- **Extract to read**
━━━━

Mines Nancy
- Former names: Institut métallurgique et minier (1919–1921); École supérieure de la métallurgie et de l'industrie des mines (1921–1951); École nationale supérieure de la métallurgie et de l'industrie des mines de Nancy (1951–1985)
- Type: Grande école
- Established: 1919
- Founders: Paul Petit, Louis Crussard
- Parent institution: University of Lorraine
- Accreditation: Commission des titres d'ingénieur (CTI)
- Affiliations: Conférence des grandes écoles (CGE), Conférence des directeurs des écoles françaises d'ingénieurs (CDEFI), Artem
- Chairperson: Anne Lauvergeon
- Directeur général: François Rousseau
- Students: ≈ 780 (2025)
- Location: Nancy and Saint-Dié-des-Vosges, France
- Campus: Urban;
- Colors: Black and white
- Website: mines-nancy.univ-lorraine.fr

= École nationale supérieure des mines de Nancy =

French engineering grande école

The École nationale supérieure des mines de Nancy (/fr/; literally "National Higher School of Mines of Nancy"), also known as Mines Nancy or, formerly, École des mines de Nancy, is a French engineering grande école founded in 1919. It is an internal school of the University of Lorraine and a strategic partner of the Institut Mines-Télécom (IMT).

The school offers three engineer programs: one generalist program and two specialized programs. It also offers an international engineering program taught in English, several master's degrees, three mastères specialisés and continuing education courses. Its main areas of expertise are: energy, computer science, geosciences and civil engineering, industrial engineering and applied mathematics, and materials science and engineering.

It is located on the Artem campus in Nancy, in the Grand Est region. Around 400 students are taught general science and management and 300 follow specialised Master programs. These students are taught by 60 permanent professors. There are also 400 researchers including a hundred PhD students.

It was created on the request of the University of Nancy in order to contribute to the reconstruction of the mining and steel industry in the east of France after World War I.

==The Ingénieur civil des Mines degree==

===Description===

The school was initially aimed at training mining engineers. In 1957, its director Bertrand Schwartz began its transformation into a modern "generalist" school. The school focuses on training innovative managers for the industry and researchers, with a broad generalist and high scientific knowledge, able to communicate in different languages.
The Ingénieurs civils des Mines degree (Master of Science and Executive Engineering) is ranked among the best French Grande Ecole degrees. 20% of the students are international students, mainly from Morocco, Tunisia and China. In addition to the general science (advanced mathematics and physics) and management classes, the students have to specialise (one third of their classes) from their second year to the third (and last) year:
- "Département Matériaux" (materials and mechanics)
- "Département Énergie" (energetics and environment)
- "Département Génie Industriel" (applied mathematics and industrial engineering)
- "Département Information et Systèmes" (computer science)
- "Département Géoingénierie" (geosciences and civil engineering).
The students must learn English and at least another language.

===Internships===
The students have to do at least three internships in order to get the degree.
- Operator internship (6 weeks), whose aim is to discover the reality of work, become aware of the repetitive nature or physical difficulties of the tasks and understand human relations within a company.

━━━━

- **Source data**
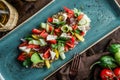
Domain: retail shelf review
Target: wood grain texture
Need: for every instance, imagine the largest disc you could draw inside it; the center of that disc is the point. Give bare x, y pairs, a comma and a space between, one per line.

━━━━

- **To do**
1: According to the text on Mines Nancy, who began the school's transformation into a modern generalist school in 1957?
2: Extend the text on Mines Nancy, picking up after its final sentence.

- **Solved problems**
1: Bertrand Schwartz, then the school's director.

2:
- Assistant-engineer internship (at least 10 weeks).
- Engineer internship (at least 20 weeks, usually around 6 months), the end-of-course thesis has to be research oriented.
The engineer internship is usually an opportunity for the companies to hire the students.

===Admission===
For students having studied in the Classe Préparatoire aux Grandes Ecoles (a two-year highly selective undergraduate program in Mathematics, Physics), admission to the Ingénieur Civil des Mines degree is decided through a nationwide competitive examination (Concours Commun Mines-Ponts) and their origin can vary: MP, PC, PSI..., with a number of places for each.

It is also possible for student to be accepted for specialised master's or an exchange programs, in particular through partnerships with other schools or universities around the world.

==The Ingénieur degree in Industrial Engineering and Materials==

===Description===

The Industrial Engineering and Materials Grande Ecole program [Ingénieur spécialité Génie Industriel et Matériaux] was established in 1991 under the joint initiative of Ecole des Mines de Nancy and its three partner companies: Renault, Saint-Gobain PAM and ArcelorMittal. This three-year graduate program is designed to provide students with general science and high skills in two complementary fields:

- Materials Science and Engineering

- Industrial Engineering

At the end of this graduate program, students are granted the Ingénieur degree in Industrial Engineering and Materials (Master of Science in Engineering), a French Grande Ecole degree (Diplôme d'Ingénieur) validated by Commission des Titres d’Ingénieur (CTI).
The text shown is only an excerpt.